Location labeling records:
------
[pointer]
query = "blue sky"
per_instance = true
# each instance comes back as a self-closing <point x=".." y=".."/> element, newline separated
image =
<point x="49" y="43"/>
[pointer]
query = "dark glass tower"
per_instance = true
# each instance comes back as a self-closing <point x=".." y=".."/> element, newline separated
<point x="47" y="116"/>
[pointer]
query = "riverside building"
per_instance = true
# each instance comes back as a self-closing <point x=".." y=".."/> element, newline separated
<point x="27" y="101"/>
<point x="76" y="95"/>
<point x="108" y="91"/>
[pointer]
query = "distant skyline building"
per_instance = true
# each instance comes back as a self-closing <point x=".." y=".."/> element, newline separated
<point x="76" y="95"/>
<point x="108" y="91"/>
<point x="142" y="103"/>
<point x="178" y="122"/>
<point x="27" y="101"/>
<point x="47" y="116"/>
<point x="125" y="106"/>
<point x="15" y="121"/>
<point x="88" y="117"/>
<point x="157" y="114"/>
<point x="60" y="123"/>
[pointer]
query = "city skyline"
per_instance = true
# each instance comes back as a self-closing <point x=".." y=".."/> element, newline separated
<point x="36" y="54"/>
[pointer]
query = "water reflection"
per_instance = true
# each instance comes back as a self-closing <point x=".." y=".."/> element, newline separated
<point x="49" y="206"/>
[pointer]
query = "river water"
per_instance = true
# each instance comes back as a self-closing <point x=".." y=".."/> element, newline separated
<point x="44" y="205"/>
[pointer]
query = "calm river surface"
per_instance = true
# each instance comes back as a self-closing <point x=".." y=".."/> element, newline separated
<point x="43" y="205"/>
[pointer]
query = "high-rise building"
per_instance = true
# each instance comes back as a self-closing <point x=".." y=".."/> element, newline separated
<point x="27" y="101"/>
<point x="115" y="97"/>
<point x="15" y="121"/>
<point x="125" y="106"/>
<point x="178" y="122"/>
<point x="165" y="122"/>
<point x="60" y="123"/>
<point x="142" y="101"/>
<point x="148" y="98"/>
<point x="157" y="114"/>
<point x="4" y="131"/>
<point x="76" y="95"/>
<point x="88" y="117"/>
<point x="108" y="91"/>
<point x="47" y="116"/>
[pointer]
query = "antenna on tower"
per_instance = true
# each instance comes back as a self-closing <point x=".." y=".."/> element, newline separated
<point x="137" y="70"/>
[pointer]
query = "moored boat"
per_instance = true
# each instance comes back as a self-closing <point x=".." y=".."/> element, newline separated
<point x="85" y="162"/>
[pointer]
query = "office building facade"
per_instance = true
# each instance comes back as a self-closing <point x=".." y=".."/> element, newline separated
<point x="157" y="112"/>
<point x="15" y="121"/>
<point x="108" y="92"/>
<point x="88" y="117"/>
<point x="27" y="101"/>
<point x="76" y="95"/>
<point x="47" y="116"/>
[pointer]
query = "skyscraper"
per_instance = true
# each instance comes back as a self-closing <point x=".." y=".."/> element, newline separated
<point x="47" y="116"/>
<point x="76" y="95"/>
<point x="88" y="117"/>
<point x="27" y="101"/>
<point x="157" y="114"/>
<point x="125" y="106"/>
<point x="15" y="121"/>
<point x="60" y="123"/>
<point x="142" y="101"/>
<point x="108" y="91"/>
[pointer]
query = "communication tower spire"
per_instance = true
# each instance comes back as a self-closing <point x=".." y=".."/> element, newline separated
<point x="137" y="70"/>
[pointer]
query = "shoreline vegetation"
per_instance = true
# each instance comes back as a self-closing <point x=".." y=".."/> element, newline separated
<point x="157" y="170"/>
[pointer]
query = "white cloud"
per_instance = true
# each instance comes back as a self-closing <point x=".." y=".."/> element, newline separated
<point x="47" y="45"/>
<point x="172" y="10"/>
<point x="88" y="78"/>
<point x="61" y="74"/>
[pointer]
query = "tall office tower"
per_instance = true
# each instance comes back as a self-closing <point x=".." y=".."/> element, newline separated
------
> PROBLEM TO SOLVE: Restate the data above word for word.

> REPLY TO THE EXERCISE:
[pointer]
query = "blue sky"
per_instance = true
# each instance comes back as a self-closing <point x=".." y=".."/> element, newline separated
image =
<point x="49" y="43"/>
[pointer]
query = "dark glass tower"
per_instance = true
# each instance comes back as a self-closing <point x=".." y=".."/> element, newline separated
<point x="47" y="116"/>
[pointer]
query = "riverside building"
per_instance = true
# each instance comes back as a self-closing <point x=".." y=".."/> element, newline separated
<point x="27" y="101"/>
<point x="76" y="95"/>
<point x="108" y="91"/>
[pointer]
query = "distant skyline building"
per_instance = true
# each instance comes back as a self-closing <point x=".." y=".."/> element, newline separated
<point x="76" y="95"/>
<point x="108" y="91"/>
<point x="142" y="103"/>
<point x="178" y="122"/>
<point x="27" y="101"/>
<point x="47" y="116"/>
<point x="125" y="106"/>
<point x="15" y="121"/>
<point x="88" y="117"/>
<point x="157" y="114"/>
<point x="60" y="123"/>
[pointer]
query = "city skyline"
per_instance = true
# each instance comes back as a self-closing <point x=".." y=".."/> element, newline separated
<point x="36" y="54"/>
[pointer]
query = "water reflection"
per_instance = true
# each instance comes back as a self-closing <point x=".." y=".."/> element, newline separated
<point x="49" y="206"/>
[pointer]
query = "river water"
per_instance = true
# each instance comes back as a self-closing <point x=".." y=".."/> element, newline separated
<point x="44" y="205"/>
[pointer]
query = "calm river surface"
per_instance = true
# each instance comes back as a self-closing <point x=".." y=".."/> element, newline separated
<point x="43" y="205"/>
[pointer]
query = "high-rise building"
per_instance = true
# each instance comes back as a self-closing <point x=".." y=".."/> element, newline separated
<point x="27" y="101"/>
<point x="115" y="97"/>
<point x="15" y="121"/>
<point x="125" y="106"/>
<point x="178" y="122"/>
<point x="165" y="122"/>
<point x="60" y="123"/>
<point x="142" y="101"/>
<point x="148" y="98"/>
<point x="157" y="114"/>
<point x="4" y="131"/>
<point x="76" y="95"/>
<point x="88" y="117"/>
<point x="108" y="91"/>
<point x="47" y="116"/>
[pointer]
query = "antenna on tower"
per_instance = true
# each instance comes back as a self-closing <point x=".." y=".."/> element, newline separated
<point x="137" y="70"/>
[pointer]
query = "moored boat"
per_instance = true
# each instance comes back as a self-closing <point x=".." y=".."/> element, newline separated
<point x="85" y="162"/>
[pointer]
query = "office building facade"
per_instance = true
# each instance comes back as a self-closing <point x=".." y=".."/> element, newline separated
<point x="157" y="112"/>
<point x="15" y="121"/>
<point x="108" y="92"/>
<point x="88" y="117"/>
<point x="27" y="101"/>
<point x="76" y="95"/>
<point x="47" y="116"/>
[pointer]
query = "skyscraper"
per_instance = true
# each instance comes back as a self-closing <point x=".." y=".."/> element, newline separated
<point x="47" y="116"/>
<point x="76" y="95"/>
<point x="88" y="117"/>
<point x="27" y="101"/>
<point x="157" y="114"/>
<point x="125" y="106"/>
<point x="15" y="121"/>
<point x="60" y="123"/>
<point x="142" y="101"/>
<point x="108" y="91"/>
[pointer]
query = "communication tower spire"
per_instance = true
# each instance comes back as a self-closing <point x=".." y=".."/> element, newline separated
<point x="137" y="70"/>
[pointer]
query = "shoreline vegetation"
per_instance = true
# each instance comes back as a self-closing <point x=".." y=".."/> element, newline separated
<point x="157" y="170"/>
[pointer]
query = "white cloud"
per_instance = true
# each instance comes back as a self-closing <point x=".." y=".."/> element, newline separated
<point x="47" y="45"/>
<point x="172" y="10"/>
<point x="88" y="78"/>
<point x="61" y="74"/>
[pointer]
query = "tall office tower"
per_instance = true
# each instance comes back as a self-closing <point x=".." y=".."/> element, newline separated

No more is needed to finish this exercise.